= ИСХОДНЫЙ ТЕКСТ =
Пределы роста

Манифест Михалкова вызвал реакцию, которая доказывает значительность и автора, и того, что он написал.

При этом вовсе необязательно, чтобы то, что он написал — было правильно.

«Либералы» атаковали Михалкова за то, что он изложил свое кредо целостно именно с позиций консерватизма. Многие консерваторы — за то, что он попытался сделать консерватизм адекватным и актуальным, показал, чем именно сегодня могла бы быть его идеология, последовательно артикулированная применительно к проблемам сегодняшней России.

Но бессмысленно обвинять сознательного носителя той или иной идеологии в том, что он последовательно излагает и развивает тезисы того, во что он верит. Его судить можно лишь с точки зрения либо соответствия того, что он говорит, тем основам, которым он присягает — либо с точки зрения того, насколько предлагаемые им позиции соответствуют по постановке задач сегодняшнему положению вещей.

Сохранённые записи:
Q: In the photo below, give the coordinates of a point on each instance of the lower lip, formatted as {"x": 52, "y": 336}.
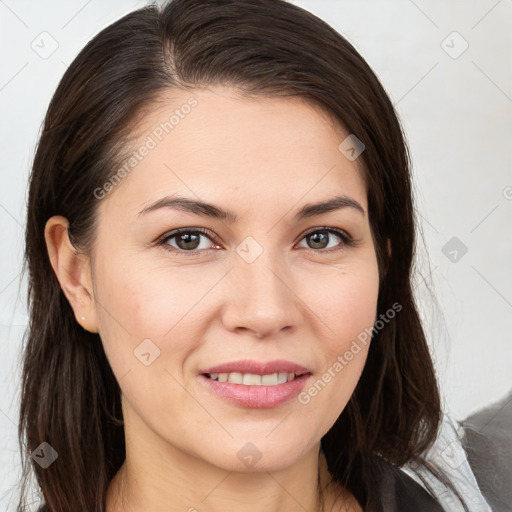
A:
{"x": 257, "y": 396}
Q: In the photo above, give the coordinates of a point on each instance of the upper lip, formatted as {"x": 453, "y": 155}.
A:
{"x": 258, "y": 367}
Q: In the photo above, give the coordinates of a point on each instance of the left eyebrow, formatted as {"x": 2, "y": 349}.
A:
{"x": 210, "y": 210}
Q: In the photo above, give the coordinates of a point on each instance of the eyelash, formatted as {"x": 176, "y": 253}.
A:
{"x": 162, "y": 241}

= ЗАДАНИЯ =
1 > Определите, согласуются ли с текстом о манифесте Михалкова утверждения (a), (b) и (c). На каждое ответьте «да» или «нет» и приведите точную цитату из текста, которая это решает. (a) «Либералы» нападали на Михалкова за то, что он изложил свое кредо с позиций консерватизма. (b) Автор считает, что написанное Михалковым непременно верно. (c) Автор считает бессмысленным обвинять сознательного носителя идеологии в последовательном изложении тезисов, в которые он верит.
2 > Представьте в виде нумерованного списка строки записей, начиная со строки, содержащей «of the left», и до конца записей включительно, без пустых строк.

= ПРАВИЛЬНЫЕ ОТВЕТЫ =
1 >
(a) Да: «„Либералы“ атаковали Михалкова за то, что он изложил свое кредо целостно именно с позиций консерватизма».
(b) Нет: «При этом вовсе необязательно, чтобы то, что он написал — было правильно».
(c) Да: «Но бессмысленно обвинять сознательного носителя той или иной идеологии в том, что он последовательно излагает и развивает тезисы того, во что он верит».

2 >
1. Q: In the photo above, give the coordinates of a point on each instance of the left eyebrow, formatted as {"x": 2, "y": 349}.
2. A:
3. {"x": 210, "y": 210}
4. Q: In the photo above, give the coordinates of a point on each instance of the eyelash, formatted as {"x": 176, "y": 253}.
5. A:
6. {"x": 162, "y": 241}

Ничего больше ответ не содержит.